What you need to do:
1. List every place named in the passage about Valerie and the Hemingway family.
2. In the passage about Valerie and the Hemingway family, where did Valerie first meet Gregory Hemingway?
3. Continue the passage about Valerie and the Hemingway family from its last sentence.

##### Quoted passage

After his suicide in Idaho in 1961, she accompanied Mary back to Cuba to assist her in her negotiations with Castro to "exchange" their home (which the revolutionary government had already seized) for permission to take out of the country Ernest's papers and various personal belongings, including his world-class collection of paintings acquired from such friends as Miró and Masson during his early years as an aspiring writer in Paris in the 1920s. She spent the next four years in New York sorting and cataloguing the papers while also earning a living as a researcher for Newsweek magazine and then as publicity director for publishing houses, including the prestigious New Directions (as well as having a son by Brendan Behan - the result, she writes, of a one-night stand in San Francisco). A rather busy life.

During this time, she began seeing Gregory Hemingway, Ernest's youngest son, whom she had met for the first time at Ernest's funeral. Before that, she knew only that his name wasn't to be mentioned in his father's presence. They fell in love, married, and, gradually, Valerie came to learn the reasons for the bitter estrangement between father and son.

Here begin the real revelations of her book. When Gregory died in October 2001, it became publicly known that he had had a sex-change operation. Before that, there had been occasional newspaper reports of his transvestite activities and his numerous electric-shock treatments. What Valerie now details, with great sadness, was the long undiagnosed nature of Gregory's mental illness and the family tragedies it produced.

##########
##### Excerpted data

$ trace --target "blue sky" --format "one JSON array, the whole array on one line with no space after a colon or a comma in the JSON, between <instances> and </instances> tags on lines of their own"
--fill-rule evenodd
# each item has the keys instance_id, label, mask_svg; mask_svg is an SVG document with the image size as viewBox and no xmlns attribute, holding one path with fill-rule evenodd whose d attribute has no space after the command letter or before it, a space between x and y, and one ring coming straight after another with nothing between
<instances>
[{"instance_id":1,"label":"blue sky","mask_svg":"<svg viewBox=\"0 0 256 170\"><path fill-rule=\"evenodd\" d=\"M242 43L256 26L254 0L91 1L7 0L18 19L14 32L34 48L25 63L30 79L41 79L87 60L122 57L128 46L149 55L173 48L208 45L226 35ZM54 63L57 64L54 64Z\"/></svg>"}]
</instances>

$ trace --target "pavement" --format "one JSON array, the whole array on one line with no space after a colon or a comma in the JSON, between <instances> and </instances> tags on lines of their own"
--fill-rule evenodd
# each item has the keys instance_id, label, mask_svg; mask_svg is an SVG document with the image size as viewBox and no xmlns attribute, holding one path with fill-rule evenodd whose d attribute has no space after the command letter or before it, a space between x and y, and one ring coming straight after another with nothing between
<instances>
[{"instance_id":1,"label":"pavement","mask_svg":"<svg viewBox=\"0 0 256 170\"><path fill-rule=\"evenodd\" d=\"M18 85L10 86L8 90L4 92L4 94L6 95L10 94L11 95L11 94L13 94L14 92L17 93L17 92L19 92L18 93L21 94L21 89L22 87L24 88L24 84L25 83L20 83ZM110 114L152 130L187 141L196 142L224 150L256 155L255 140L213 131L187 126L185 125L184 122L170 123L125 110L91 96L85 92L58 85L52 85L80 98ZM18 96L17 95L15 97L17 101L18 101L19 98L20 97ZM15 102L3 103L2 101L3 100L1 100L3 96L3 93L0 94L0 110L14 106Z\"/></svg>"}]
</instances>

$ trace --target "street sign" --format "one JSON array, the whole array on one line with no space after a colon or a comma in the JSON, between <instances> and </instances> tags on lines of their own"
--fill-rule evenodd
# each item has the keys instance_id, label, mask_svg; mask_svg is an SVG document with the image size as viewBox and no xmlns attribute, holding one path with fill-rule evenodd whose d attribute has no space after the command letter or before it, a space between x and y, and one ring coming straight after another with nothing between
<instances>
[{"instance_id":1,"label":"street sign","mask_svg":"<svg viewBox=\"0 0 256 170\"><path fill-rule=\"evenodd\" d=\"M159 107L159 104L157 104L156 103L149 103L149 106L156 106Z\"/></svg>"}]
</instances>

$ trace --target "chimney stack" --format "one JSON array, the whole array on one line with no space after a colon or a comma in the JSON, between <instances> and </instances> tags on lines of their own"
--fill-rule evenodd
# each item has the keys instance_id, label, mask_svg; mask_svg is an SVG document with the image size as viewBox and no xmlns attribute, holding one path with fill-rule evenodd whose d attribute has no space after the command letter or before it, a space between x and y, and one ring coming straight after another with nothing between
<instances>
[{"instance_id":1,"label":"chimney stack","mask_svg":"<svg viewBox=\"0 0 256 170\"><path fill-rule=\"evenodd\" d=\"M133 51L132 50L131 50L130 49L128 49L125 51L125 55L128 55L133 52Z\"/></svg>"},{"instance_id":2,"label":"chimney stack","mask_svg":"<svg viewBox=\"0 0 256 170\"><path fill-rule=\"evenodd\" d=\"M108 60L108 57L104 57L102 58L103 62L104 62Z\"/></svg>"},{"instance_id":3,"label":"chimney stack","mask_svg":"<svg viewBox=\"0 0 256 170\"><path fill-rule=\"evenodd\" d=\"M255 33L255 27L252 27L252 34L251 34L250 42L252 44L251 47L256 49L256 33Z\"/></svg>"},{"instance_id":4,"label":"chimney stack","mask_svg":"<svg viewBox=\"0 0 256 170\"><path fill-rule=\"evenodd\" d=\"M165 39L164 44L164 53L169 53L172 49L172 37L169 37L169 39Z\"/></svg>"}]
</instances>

##########

Task responses:
1. Idaho, Cuba, Paris, New York, San Francisco

2. At Ernest's funeral.

3.
It was Gregory's first arrest for appearing in public in drag, while a university student in Los Angeles in 1951, that led to the angry accusatory telephone call between his father and mother and, indirectly, to his mother's death from shock following a surge and then collapse of her blood pressure.

A generous and kind and gentle man while in good health, like his father, Gregory turned increasingly abusive as his private demons took over his life. After two decades of marriage and three children (he also adopted the Behan son, Brendan), he and Valerie divorced: 14 years later he died of heart disease in a cell of the women's jail in Miami, arrested for "indecent exposure".

Some years back, at a Christmas party in Dublin in a friend's home not far from that Martello tower, I was chatting with a middle-aged woman, trying to place her accent - certainly southside Dublin by the cultivated tones - when Hemingway came into our conversation (I no longer remember why) and she began to tell me of her friendship with him. She had been a young reporter, she told me, when she met him in Spain and he insisted she join his circle in their pursuit of bullfight history. Then, she went on, she became his secretary and went to Cuba with him.

This expensively well-groomed and cultured Dublin woman had simply appropriated the young Valerie Danby-Smith's life-story. I listened in awed astonishment, said nothing challenging, smiled, and, as you do at cocktail parties, eventually moved on. After all, if you desire adventure, friendships with the creative great, and genuine love - and can stand the heartache - it's a life well worth appropriating.